[TASK DETAILS]: The entries below must be repeated exactly. None may be skipped.

--- INFORMATION SUPPLIED Enclosed Below ---

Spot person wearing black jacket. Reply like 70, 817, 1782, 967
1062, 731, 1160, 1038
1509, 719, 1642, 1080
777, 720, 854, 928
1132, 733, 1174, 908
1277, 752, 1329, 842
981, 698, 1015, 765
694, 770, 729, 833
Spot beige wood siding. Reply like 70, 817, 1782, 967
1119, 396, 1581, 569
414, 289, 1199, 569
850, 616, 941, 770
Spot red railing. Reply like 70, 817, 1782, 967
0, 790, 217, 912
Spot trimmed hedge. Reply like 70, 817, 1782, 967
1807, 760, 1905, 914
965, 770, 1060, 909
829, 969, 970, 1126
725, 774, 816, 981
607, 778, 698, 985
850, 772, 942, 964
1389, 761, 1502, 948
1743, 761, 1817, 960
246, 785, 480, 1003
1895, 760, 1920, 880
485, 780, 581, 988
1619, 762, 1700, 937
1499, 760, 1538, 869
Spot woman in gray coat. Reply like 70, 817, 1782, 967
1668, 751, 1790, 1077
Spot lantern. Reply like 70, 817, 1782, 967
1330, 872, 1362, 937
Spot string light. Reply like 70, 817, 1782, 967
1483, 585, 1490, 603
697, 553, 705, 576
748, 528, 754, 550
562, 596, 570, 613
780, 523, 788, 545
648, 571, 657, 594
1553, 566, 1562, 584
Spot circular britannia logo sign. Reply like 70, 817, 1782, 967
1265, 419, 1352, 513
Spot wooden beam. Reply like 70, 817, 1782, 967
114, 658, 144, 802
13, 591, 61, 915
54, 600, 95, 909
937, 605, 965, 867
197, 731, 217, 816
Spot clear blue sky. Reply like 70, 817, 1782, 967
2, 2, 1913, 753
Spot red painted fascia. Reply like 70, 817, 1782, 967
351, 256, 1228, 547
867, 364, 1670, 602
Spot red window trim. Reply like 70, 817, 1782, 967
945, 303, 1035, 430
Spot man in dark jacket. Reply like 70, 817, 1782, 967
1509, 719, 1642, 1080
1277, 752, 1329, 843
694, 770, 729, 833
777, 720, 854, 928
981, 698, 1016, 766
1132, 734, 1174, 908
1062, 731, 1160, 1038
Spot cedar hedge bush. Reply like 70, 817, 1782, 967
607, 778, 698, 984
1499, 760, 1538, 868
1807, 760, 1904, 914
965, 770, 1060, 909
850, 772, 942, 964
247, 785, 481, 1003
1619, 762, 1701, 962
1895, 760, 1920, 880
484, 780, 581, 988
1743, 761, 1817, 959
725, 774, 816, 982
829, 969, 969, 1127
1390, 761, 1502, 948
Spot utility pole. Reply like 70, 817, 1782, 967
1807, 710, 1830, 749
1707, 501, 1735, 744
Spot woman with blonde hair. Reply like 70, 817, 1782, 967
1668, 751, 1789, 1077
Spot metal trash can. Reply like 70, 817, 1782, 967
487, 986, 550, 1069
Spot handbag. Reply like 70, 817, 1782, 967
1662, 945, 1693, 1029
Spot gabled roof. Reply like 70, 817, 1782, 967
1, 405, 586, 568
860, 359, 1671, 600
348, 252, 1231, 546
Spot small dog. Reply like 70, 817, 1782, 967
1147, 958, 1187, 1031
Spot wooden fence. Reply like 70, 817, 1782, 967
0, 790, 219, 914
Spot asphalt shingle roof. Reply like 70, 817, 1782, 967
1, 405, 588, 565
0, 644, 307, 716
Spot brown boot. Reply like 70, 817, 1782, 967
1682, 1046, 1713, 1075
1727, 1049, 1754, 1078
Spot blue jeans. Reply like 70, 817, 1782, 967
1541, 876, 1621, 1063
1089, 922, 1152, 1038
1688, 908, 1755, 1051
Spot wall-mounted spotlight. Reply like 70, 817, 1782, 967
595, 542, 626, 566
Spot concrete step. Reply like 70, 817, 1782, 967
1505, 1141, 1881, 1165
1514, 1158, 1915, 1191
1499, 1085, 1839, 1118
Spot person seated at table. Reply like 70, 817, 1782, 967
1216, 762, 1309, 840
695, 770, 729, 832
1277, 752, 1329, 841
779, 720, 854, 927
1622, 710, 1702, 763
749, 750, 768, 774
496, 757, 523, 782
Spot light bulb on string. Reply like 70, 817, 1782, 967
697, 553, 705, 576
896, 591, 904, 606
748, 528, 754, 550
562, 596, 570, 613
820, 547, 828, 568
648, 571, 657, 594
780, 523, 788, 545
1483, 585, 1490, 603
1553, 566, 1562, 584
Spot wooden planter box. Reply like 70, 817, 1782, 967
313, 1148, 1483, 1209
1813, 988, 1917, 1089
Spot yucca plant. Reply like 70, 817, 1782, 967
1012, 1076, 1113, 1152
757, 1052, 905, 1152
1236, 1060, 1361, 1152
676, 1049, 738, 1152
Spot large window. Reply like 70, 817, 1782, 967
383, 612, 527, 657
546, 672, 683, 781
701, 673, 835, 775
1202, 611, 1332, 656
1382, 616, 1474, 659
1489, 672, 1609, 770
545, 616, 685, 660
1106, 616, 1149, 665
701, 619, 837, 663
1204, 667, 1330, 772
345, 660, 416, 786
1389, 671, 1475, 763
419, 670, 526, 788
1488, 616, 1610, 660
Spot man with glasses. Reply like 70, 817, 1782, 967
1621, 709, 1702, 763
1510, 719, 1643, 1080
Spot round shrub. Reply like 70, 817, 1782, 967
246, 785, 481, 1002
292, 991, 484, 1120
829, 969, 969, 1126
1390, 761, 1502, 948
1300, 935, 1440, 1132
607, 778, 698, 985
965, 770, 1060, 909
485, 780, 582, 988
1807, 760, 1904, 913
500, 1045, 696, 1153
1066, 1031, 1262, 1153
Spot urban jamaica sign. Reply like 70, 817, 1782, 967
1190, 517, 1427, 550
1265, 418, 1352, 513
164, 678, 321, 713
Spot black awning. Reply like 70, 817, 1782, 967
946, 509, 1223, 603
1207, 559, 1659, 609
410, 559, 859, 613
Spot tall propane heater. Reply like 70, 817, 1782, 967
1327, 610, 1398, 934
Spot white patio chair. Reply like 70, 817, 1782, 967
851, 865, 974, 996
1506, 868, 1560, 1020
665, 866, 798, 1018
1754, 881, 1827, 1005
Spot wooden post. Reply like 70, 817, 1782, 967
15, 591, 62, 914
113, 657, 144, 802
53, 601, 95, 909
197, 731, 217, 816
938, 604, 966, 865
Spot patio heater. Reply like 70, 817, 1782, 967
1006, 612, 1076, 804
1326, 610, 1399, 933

--- End of Enclosed INFORMATION SUPPLIED ---

[RESPONSE AREA]:
Spot person wearing black jacket. Reply like 70, 817, 1782, 967
1062, 731, 1160, 1038
1509, 719, 1642, 1080
777, 720, 854, 928
1132, 733, 1174, 908
1277, 752, 1329, 842
981, 698, 1015, 765
694, 770, 729, 833
Spot beige wood siding. Reply like 70, 817, 1782, 967
1119, 396, 1581, 569
414, 289, 1199, 569
850, 616, 941, 770
Spot red railing. Reply like 70, 817, 1782, 967
0, 790, 217, 912
Spot trimmed hedge. Reply like 70, 817, 1782, 967
1807, 760, 1905, 914
965, 770, 1060, 909
829, 969, 970, 1126
725, 774, 816, 981
607, 778, 698, 985
850, 772, 942, 964
1389, 761, 1502, 948
1743, 761, 1817, 960
246, 785, 480, 1003
1895, 760, 1920, 880
485, 780, 581, 988
1619, 762, 1700, 937
1499, 760, 1538, 869
Spot woman in gray coat. Reply like 70, 817, 1782, 967
1668, 751, 1790, 1077
Spot lantern. Reply like 70, 817, 1782, 967
1330, 872, 1362, 937
Spot string light. Reply like 70, 817, 1782, 967
1483, 585, 1490, 603
697, 553, 705, 576
748, 528, 754, 550
562, 596, 570, 613
780, 523, 788, 545
648, 571, 657, 594
1553, 566, 1562, 584
Spot circular britannia logo sign. Reply like 70, 817, 1782, 967
1265, 419, 1352, 513
Spot wooden beam. Reply like 70, 817, 1782, 967
114, 658, 144, 802
13, 591, 61, 915
54, 600, 95, 909
937, 605, 965, 867
197, 731, 217, 816
Spot clear blue sky. Reply like 70, 817, 1782, 967
2, 2, 1913, 753
Spot red painted fascia. Reply like 70, 817, 1782, 967
351, 256, 1228, 547
867, 364, 1670, 602
Spot red window trim. Reply like 70, 817, 1782, 967
945, 303, 1035, 430
Spot man in dark jacket. Reply like 70, 817, 1782, 967
1509, 719, 1642, 1080
1277, 752, 1329, 843
694, 770, 729, 833
777, 720, 854, 928
981, 698, 1016, 766
1132, 734, 1174, 908
1062, 731, 1160, 1038
Spot cedar hedge bush. Reply like 70, 817, 1782, 967
607, 778, 698, 984
1499, 760, 1538, 868
1807, 760, 1904, 914
965, 770, 1060, 909
850, 772, 942, 964
247, 785, 481, 1003
1619, 762, 1701, 962
1895, 760, 1920, 880
484, 780, 581, 988
1743, 761, 1817, 959
725, 774, 816, 982
829, 969, 969, 1127
1390, 761, 1502, 948
Spot utility pole. Reply like 70, 817, 1782, 967
1807, 710, 1830, 749
1707, 501, 1735, 744
Spot woman with blonde hair. Reply like 70, 817, 1782, 967
1668, 751, 1789, 1077
Spot metal trash can. Reply like 70, 817, 1782, 967
487, 986, 550, 1069
Spot handbag. Reply like 70, 817, 1782, 967
1662, 945, 1693, 1029
Spot gabled roof. Reply like 70, 817, 1782, 967
1, 405, 586, 568
860, 359, 1671, 600
348, 252, 1231, 546
Spot small dog. Reply like 70, 817, 1782, 967
1147, 958, 1187, 1031
Spot wooden fence. Reply like 70, 817, 1782, 967
0, 790, 219, 914
Spot asphalt shingle roof. Reply like 70, 817, 1782, 967
1, 405, 588, 565
0, 644, 307, 716
Spot brown boot. Reply like 70, 817, 1782, 967
1682, 1046, 1713, 1075
1727, 1049, 1754, 1078
Spot blue jeans. Reply like 70, 817, 1782, 967
1541, 876, 1621, 1063
1089, 922, 1152, 1038
1688, 908, 1755, 1051
Spot wall-mounted spotlight. Reply like 70, 817, 1782, 967
595, 542, 626, 566
Spot concrete step. Reply like 70, 817, 1782, 967
1505, 1141, 1881, 1165
1514, 1158, 1915, 1191
1499, 1085, 1839, 1118
Spot person seated at table. Reply like 70, 817, 1782, 967
1216, 762, 1309, 840
695, 770, 729, 832
1277, 752, 1329, 841
779, 720, 854, 927
1622, 710, 1702, 763
749, 750, 768, 774
496, 757, 523, 782
Spot light bulb on string. Reply like 70, 817, 1782, 967
697, 553, 705, 576
896, 591, 904, 606
748, 528, 754, 550
562, 596, 570, 613
820, 547, 828, 568
648, 571, 657, 594
780, 523, 788, 545
1483, 585, 1490, 603
1553, 566, 1562, 584
Spot wooden planter box. Reply like 70, 817, 1782, 967
313, 1148, 1483, 1209
1813, 988, 1917, 1089
Spot yucca plant. Reply like 70, 817, 1782, 967
1012, 1076, 1113, 1152
757, 1052, 905, 1152
1236, 1060, 1361, 1152
676, 1049, 738, 1152
Spot large window. Reply like 70, 817, 1782, 967
383, 612, 527, 657
546, 672, 683, 781
701, 673, 835, 775
1202, 611, 1332, 656
1382, 616, 1474, 659
1489, 672, 1609, 770
545, 616, 685, 660
1106, 616, 1149, 665
701, 619, 837, 663
1204, 667, 1330, 772
345, 660, 416, 786
1389, 671, 1475, 763
419, 670, 526, 788
1488, 616, 1610, 660
Spot man with glasses. Reply like 70, 817, 1782, 967
1621, 709, 1702, 763
1510, 719, 1643, 1080
Spot round shrub. Reply like 70, 817, 1782, 967
246, 785, 481, 1002
292, 991, 484, 1120
829, 969, 969, 1126
1390, 761, 1502, 948
1300, 935, 1440, 1132
607, 778, 698, 985
965, 770, 1060, 909
485, 780, 582, 988
1807, 760, 1904, 913
500, 1045, 696, 1153
1066, 1031, 1262, 1153
Spot urban jamaica sign. Reply like 70, 817, 1782, 967
1190, 517, 1427, 550
1265, 418, 1352, 513
164, 678, 321, 713
Spot black awning. Reply like 70, 817, 1782, 967
946, 509, 1223, 603
1207, 559, 1659, 609
410, 559, 859, 613
Spot tall propane heater. Reply like 70, 817, 1782, 967
1327, 610, 1398, 934
Spot white patio chair. Reply like 70, 817, 1782, 967
851, 865, 974, 996
1506, 868, 1560, 1020
665, 866, 798, 1018
1754, 881, 1827, 1005
Spot wooden post. Reply like 70, 817, 1782, 967
15, 591, 62, 914
113, 657, 144, 802
53, 601, 95, 909
197, 731, 217, 816
938, 604, 966, 865
Spot patio heater. Reply like 70, 817, 1782, 967
1006, 612, 1076, 804
1326, 610, 1399, 933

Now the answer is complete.